**Listed records:**

——

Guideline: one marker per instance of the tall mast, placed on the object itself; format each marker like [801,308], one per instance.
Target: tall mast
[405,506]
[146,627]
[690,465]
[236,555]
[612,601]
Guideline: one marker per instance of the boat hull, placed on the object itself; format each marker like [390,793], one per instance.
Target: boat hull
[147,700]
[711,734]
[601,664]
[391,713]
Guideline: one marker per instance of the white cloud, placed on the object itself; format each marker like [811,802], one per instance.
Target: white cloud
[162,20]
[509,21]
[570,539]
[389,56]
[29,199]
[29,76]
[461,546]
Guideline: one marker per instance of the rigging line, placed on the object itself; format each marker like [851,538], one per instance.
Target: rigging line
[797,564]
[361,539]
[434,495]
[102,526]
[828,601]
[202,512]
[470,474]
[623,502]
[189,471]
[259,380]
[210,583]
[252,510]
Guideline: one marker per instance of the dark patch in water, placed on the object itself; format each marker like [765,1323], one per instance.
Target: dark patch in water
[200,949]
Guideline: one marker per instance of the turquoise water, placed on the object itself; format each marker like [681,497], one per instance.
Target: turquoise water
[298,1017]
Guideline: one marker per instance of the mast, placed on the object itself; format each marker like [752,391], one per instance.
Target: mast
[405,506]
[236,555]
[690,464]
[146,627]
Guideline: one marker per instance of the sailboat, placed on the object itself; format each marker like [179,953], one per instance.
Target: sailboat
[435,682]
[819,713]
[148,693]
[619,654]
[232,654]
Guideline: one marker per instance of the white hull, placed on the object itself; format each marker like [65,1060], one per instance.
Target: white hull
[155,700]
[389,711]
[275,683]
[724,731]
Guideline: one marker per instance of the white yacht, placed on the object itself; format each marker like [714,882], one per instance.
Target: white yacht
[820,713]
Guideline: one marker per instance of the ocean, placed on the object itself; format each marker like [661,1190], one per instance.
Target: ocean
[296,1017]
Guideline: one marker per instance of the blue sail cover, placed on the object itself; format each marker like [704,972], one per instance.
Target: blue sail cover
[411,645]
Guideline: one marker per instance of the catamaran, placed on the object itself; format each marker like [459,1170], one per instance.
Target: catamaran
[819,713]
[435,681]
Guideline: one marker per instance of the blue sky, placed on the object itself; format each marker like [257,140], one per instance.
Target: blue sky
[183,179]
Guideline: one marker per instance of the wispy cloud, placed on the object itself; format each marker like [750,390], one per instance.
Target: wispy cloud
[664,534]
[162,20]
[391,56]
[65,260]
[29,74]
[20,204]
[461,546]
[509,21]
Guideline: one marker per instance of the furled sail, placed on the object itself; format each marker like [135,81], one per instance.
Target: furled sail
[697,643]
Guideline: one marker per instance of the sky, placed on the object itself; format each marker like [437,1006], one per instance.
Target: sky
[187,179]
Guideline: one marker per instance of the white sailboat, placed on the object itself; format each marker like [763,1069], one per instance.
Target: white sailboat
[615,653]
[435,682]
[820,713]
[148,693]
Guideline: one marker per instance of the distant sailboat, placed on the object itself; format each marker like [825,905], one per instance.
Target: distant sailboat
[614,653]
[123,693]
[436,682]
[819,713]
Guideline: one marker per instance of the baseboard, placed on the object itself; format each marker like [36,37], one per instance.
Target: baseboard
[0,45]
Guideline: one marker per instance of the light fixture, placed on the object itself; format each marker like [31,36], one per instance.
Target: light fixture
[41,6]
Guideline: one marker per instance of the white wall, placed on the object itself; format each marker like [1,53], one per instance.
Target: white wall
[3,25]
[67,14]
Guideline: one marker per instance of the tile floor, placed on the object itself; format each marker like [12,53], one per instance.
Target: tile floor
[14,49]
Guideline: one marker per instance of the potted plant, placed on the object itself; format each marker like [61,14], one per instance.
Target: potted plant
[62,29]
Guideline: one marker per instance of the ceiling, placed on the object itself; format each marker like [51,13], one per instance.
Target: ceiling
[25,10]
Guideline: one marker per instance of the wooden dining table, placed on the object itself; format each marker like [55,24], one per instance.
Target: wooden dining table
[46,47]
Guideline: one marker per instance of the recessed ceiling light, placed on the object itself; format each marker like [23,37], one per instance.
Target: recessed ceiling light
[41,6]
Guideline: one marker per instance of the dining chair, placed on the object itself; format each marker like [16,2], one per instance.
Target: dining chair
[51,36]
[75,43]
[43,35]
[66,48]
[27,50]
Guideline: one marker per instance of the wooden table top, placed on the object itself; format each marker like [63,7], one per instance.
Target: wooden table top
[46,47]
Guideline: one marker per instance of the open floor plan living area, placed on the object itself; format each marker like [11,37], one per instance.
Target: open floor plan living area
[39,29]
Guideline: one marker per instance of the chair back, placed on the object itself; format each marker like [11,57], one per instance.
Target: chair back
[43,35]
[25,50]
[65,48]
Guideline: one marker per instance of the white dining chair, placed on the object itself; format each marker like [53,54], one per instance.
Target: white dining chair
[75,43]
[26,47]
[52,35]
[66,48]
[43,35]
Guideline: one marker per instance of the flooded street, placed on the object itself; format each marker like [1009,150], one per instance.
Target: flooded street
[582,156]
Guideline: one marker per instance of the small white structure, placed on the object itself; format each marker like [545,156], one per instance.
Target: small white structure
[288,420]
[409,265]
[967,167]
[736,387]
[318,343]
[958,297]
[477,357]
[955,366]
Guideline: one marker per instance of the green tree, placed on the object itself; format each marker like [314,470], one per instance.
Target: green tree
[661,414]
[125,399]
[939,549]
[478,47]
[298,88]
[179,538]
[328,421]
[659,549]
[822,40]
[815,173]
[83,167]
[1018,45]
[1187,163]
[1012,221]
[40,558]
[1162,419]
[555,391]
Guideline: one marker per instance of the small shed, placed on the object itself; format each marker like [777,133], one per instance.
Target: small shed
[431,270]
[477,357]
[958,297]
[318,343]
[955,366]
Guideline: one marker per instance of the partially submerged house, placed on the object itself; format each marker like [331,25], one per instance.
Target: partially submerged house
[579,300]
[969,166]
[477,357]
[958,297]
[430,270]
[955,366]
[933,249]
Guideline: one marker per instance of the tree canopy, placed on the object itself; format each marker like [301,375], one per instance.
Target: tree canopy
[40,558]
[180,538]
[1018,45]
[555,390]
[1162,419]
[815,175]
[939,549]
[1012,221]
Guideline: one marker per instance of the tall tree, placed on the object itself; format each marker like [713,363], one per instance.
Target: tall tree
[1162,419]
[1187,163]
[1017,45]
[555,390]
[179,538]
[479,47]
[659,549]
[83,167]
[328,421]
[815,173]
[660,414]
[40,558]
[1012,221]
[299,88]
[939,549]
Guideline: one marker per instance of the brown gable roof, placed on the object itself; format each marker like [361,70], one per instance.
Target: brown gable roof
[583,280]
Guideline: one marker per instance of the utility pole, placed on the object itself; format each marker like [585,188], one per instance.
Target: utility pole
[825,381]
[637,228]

——

**Problem to solve:** Render the rows above as a Markdown table with the columns Line No. and Content, starting at the line that contains "Guideline: one marker per instance of the brown" and ending after the final line. Number each line and leave out any blank ones.

**Task response:**
| Line No. | Content |
|---|---|
| 1 | Guideline: one marker per instance of the brown gable roof, placed on the object itself; format each marker like [361,70], one per instance. |
| 2 | Target: brown gable roof |
| 3 | [583,280] |
| 4 | Guideline: one marker per instance of the utility pole, placed on the object itself; format each marker like [585,188], one per instance. |
| 5 | Target: utility pole |
| 6 | [825,381] |
| 7 | [637,228] |